> Aufgabe
Zähle sämtliche Computerspiele auf, deren Titel im Auszug vorkommen.

> Auszug
══════

Womit wir wieder bei Gamers Global wären, wo man einen Heinrich Lenhardt die Stunde der Kritiker zu Titanfall 2 machen lässt und dieser schon an den einfachsten Wallruns scheitert oder einen Benjamin Braun die SdK von Doom spielen lässt, der das Spiel dann allen ernstes mit seiner persönlichen Referenz "Call of Duty" vergleicht und schon im ersten Level gelangweilt ist. Genau so macht man es natürlich nicht - und das nicht nur im Indie-Bereich sondern generell.

══════

> Vorliegende Daten

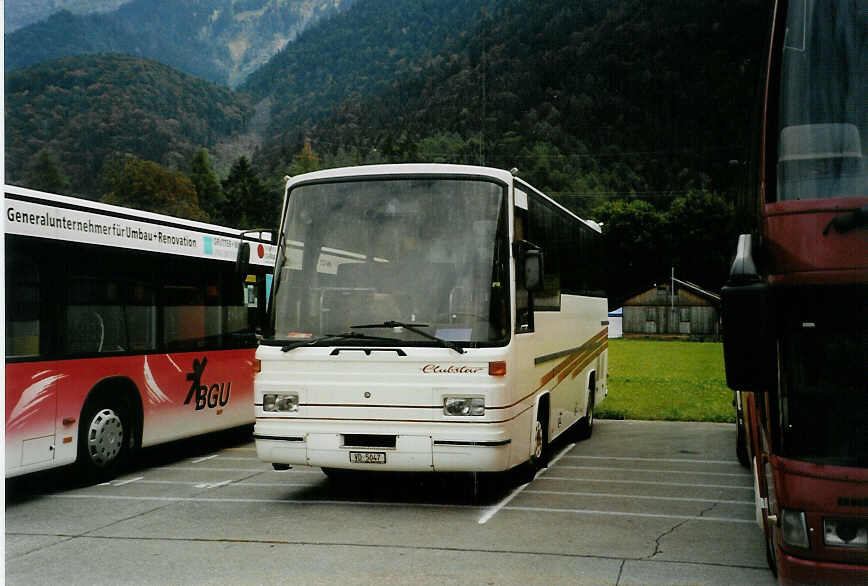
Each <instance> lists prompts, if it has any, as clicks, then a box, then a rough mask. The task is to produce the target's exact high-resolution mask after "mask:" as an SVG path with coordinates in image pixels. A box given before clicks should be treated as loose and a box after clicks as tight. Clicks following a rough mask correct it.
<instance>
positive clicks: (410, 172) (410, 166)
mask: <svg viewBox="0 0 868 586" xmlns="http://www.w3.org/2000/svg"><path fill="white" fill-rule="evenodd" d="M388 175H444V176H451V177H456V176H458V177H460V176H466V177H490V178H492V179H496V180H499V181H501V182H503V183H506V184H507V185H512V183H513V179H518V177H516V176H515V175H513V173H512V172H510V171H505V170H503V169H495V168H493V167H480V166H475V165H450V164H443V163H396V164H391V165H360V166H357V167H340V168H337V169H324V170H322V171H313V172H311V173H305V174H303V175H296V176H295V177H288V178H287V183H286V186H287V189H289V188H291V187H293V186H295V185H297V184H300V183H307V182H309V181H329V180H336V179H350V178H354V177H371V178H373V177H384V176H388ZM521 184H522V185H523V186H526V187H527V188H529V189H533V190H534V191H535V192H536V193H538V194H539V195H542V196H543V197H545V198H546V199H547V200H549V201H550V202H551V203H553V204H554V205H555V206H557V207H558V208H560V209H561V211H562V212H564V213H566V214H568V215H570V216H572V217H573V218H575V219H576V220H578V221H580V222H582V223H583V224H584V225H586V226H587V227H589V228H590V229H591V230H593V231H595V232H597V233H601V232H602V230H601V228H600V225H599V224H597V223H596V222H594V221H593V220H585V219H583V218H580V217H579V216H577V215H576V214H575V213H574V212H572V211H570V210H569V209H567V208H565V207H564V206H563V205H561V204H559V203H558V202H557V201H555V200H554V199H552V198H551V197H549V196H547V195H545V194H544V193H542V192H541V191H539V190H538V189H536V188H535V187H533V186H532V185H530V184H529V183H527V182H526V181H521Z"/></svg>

══════

> Lösung
Titanfall 2, Doom, Call of Duty